## [What you will do]
Format everything from the line containing "Target: parked car" down to the end of the records as a numbered list, omitting any blank lines.

[Excerpts from point annotation records]
Begin

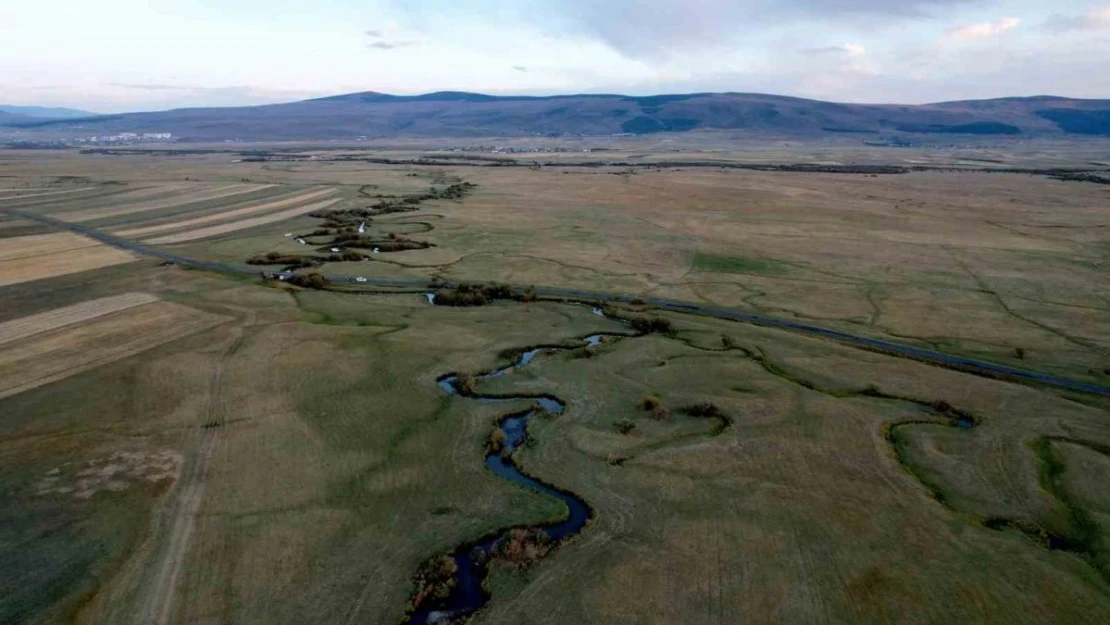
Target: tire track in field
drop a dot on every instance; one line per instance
(158, 605)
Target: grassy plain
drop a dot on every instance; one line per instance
(298, 463)
(38, 256)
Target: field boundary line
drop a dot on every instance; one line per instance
(927, 356)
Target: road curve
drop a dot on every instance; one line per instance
(928, 356)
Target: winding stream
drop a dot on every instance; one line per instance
(472, 558)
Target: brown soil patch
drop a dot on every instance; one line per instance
(213, 231)
(225, 215)
(24, 259)
(68, 315)
(201, 194)
(117, 472)
(48, 356)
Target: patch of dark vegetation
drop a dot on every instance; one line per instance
(1083, 177)
(434, 582)
(481, 294)
(958, 417)
(709, 410)
(1081, 533)
(464, 383)
(346, 227)
(652, 325)
(521, 547)
(310, 281)
(394, 243)
(625, 426)
(495, 442)
(654, 405)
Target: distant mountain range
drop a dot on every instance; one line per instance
(53, 112)
(474, 114)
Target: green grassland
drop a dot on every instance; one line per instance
(321, 465)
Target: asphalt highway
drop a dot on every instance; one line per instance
(929, 356)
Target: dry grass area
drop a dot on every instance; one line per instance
(53, 345)
(241, 224)
(296, 200)
(804, 511)
(320, 466)
(300, 464)
(981, 264)
(24, 259)
(188, 195)
(68, 315)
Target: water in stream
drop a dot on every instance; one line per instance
(472, 558)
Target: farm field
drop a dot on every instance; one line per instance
(63, 342)
(179, 446)
(38, 256)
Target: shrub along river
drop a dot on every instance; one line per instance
(472, 560)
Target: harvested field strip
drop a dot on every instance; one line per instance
(69, 315)
(6, 201)
(127, 194)
(228, 215)
(38, 244)
(53, 355)
(50, 265)
(36, 256)
(153, 205)
(215, 230)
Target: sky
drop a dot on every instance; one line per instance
(112, 56)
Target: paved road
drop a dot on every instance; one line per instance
(930, 356)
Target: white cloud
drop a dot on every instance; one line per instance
(1096, 19)
(984, 30)
(850, 50)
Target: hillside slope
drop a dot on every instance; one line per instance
(473, 114)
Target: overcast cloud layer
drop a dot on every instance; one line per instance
(142, 54)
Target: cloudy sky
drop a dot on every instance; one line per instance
(143, 54)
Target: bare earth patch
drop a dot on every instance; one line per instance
(50, 355)
(242, 224)
(117, 472)
(201, 194)
(69, 315)
(226, 215)
(23, 259)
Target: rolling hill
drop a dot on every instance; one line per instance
(474, 114)
(52, 112)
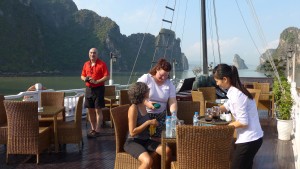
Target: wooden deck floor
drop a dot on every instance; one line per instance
(100, 153)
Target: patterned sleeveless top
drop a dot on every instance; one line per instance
(144, 135)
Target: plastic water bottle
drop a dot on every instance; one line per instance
(195, 119)
(168, 127)
(173, 123)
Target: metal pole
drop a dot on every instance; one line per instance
(288, 67)
(204, 38)
(111, 81)
(294, 65)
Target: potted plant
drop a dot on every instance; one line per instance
(283, 106)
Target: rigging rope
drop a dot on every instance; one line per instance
(263, 39)
(141, 44)
(217, 32)
(247, 27)
(212, 35)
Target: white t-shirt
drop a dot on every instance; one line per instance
(158, 93)
(244, 110)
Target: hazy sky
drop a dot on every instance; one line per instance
(247, 33)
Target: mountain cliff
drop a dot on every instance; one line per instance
(52, 36)
(289, 41)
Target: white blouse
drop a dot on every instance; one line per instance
(244, 111)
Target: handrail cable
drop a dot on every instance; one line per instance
(141, 43)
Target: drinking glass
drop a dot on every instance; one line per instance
(152, 129)
(208, 114)
(180, 122)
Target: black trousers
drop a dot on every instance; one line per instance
(244, 154)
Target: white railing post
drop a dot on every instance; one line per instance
(38, 88)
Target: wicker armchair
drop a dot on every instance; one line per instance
(52, 99)
(24, 134)
(3, 122)
(124, 160)
(70, 132)
(203, 147)
(186, 110)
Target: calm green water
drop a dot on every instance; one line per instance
(14, 85)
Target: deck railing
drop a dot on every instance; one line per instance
(71, 97)
(296, 127)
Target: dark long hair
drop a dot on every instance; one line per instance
(161, 64)
(224, 70)
(137, 91)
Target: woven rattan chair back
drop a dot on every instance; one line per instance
(3, 122)
(124, 160)
(23, 129)
(186, 110)
(120, 117)
(204, 146)
(3, 118)
(124, 99)
(71, 132)
(255, 93)
(53, 99)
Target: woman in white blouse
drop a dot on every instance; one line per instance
(243, 108)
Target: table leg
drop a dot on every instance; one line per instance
(111, 120)
(55, 133)
(163, 156)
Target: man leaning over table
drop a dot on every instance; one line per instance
(94, 74)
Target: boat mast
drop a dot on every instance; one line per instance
(204, 38)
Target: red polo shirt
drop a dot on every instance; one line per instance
(96, 72)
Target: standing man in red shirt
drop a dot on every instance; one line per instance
(94, 73)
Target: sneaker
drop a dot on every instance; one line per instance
(92, 134)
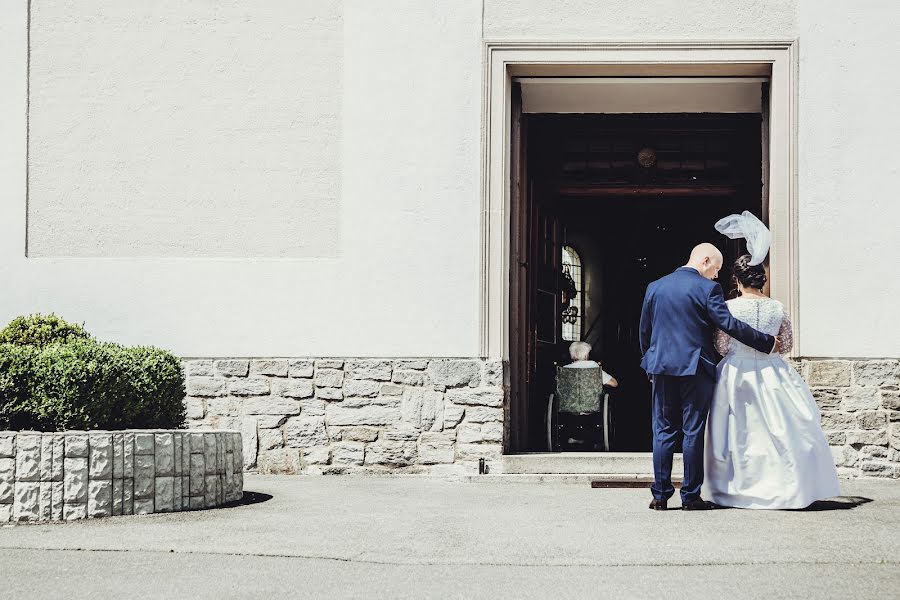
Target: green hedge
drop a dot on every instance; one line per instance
(41, 330)
(71, 381)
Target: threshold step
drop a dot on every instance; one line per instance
(639, 464)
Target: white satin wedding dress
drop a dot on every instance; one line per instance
(764, 443)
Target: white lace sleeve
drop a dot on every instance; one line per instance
(785, 335)
(722, 340)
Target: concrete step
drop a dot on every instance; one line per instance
(629, 464)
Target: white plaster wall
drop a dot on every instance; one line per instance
(848, 178)
(185, 129)
(639, 19)
(402, 276)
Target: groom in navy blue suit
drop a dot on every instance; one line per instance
(680, 315)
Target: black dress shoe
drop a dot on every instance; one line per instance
(697, 504)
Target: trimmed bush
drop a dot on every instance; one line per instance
(82, 383)
(41, 330)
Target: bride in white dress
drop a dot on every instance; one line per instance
(764, 443)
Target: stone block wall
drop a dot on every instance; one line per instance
(79, 474)
(440, 416)
(321, 416)
(860, 405)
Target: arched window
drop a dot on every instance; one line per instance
(573, 314)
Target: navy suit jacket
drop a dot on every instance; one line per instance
(679, 318)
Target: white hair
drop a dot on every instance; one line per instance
(579, 350)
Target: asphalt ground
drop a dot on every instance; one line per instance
(417, 537)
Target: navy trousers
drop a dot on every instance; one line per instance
(680, 409)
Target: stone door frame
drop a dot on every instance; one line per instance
(504, 59)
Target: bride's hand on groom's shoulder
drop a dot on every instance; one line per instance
(776, 347)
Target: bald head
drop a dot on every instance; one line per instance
(707, 259)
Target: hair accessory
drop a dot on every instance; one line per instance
(749, 227)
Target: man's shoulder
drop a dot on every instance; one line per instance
(685, 277)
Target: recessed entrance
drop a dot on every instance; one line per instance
(506, 326)
(609, 203)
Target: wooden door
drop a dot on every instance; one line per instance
(520, 256)
(547, 237)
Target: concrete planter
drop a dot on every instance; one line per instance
(89, 474)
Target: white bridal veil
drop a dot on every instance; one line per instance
(747, 226)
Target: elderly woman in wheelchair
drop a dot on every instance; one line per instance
(580, 403)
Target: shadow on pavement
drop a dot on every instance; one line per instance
(838, 503)
(249, 498)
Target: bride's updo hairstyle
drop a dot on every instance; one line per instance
(749, 276)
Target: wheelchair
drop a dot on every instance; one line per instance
(580, 409)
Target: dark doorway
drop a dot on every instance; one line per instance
(631, 195)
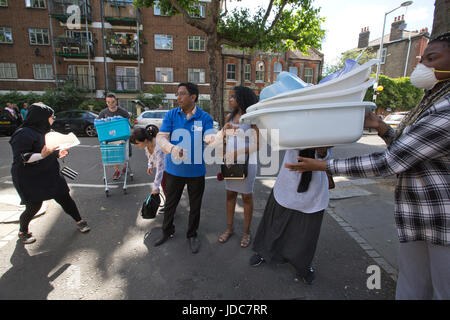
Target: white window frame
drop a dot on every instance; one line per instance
(8, 70)
(128, 85)
(248, 72)
(157, 10)
(202, 7)
(277, 68)
(159, 38)
(260, 71)
(162, 73)
(309, 78)
(5, 31)
(39, 32)
(292, 69)
(194, 74)
(43, 71)
(229, 72)
(383, 55)
(35, 4)
(73, 34)
(200, 41)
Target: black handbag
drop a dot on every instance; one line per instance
(150, 206)
(238, 171)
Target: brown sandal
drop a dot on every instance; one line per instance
(225, 236)
(245, 241)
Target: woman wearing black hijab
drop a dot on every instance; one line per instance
(35, 170)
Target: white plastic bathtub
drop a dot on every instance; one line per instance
(316, 125)
(355, 94)
(351, 79)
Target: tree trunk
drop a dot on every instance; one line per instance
(441, 21)
(214, 78)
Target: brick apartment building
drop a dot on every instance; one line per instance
(401, 49)
(126, 51)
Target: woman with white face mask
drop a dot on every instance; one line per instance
(419, 154)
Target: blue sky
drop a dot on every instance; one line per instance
(345, 18)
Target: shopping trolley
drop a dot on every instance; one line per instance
(113, 134)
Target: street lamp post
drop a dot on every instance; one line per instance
(375, 86)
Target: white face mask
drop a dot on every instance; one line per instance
(423, 77)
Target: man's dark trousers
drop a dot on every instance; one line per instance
(174, 187)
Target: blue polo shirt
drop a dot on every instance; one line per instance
(188, 134)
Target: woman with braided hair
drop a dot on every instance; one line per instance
(419, 154)
(145, 139)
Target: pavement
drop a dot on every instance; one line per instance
(117, 260)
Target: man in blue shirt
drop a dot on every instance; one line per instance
(181, 136)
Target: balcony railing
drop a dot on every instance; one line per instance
(72, 48)
(121, 12)
(59, 9)
(124, 83)
(81, 81)
(122, 52)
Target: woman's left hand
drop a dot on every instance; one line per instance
(63, 153)
(307, 164)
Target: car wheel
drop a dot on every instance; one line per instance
(90, 131)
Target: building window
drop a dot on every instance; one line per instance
(43, 71)
(383, 55)
(293, 70)
(196, 43)
(163, 42)
(199, 10)
(260, 69)
(196, 75)
(231, 71)
(8, 71)
(35, 4)
(247, 72)
(277, 68)
(157, 10)
(39, 36)
(164, 74)
(5, 35)
(309, 75)
(78, 35)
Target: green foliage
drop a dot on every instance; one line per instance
(367, 54)
(97, 105)
(398, 94)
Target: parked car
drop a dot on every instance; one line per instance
(395, 118)
(149, 117)
(7, 123)
(76, 121)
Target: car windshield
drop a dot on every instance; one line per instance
(395, 117)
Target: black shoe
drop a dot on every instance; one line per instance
(26, 238)
(163, 239)
(194, 244)
(256, 260)
(309, 277)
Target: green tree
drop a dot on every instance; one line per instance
(284, 24)
(398, 94)
(366, 55)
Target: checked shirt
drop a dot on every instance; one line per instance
(420, 158)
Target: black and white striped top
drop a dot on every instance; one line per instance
(421, 159)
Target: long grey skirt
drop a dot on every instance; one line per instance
(288, 235)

End

## [Finished task]
1. Target: parked car
2. drop a dot on every instance; one line per instance
3. (395, 118)
4. (149, 117)
5. (7, 123)
6. (76, 121)
7. Target: car windshield
8. drop a dot on every instance; one line per instance
9. (395, 117)
10. Target: black shoe
11. drop a dot on every instance; one line per instance
12. (26, 238)
13. (163, 239)
14. (194, 244)
15. (256, 260)
16. (309, 277)
17. Target: green tree
18. drop a dot on every instance; one line per instance
19. (284, 24)
20. (398, 94)
21. (366, 55)
22. Target: checked shirt
23. drop a dot on every instance; one line per instance
24. (420, 158)
25. Target: black and white striped top
26. drop a dot on every instance; one line per instance
27. (421, 159)
28. Target: long grey skirt
29. drop a dot on every instance; one line per instance
30. (288, 235)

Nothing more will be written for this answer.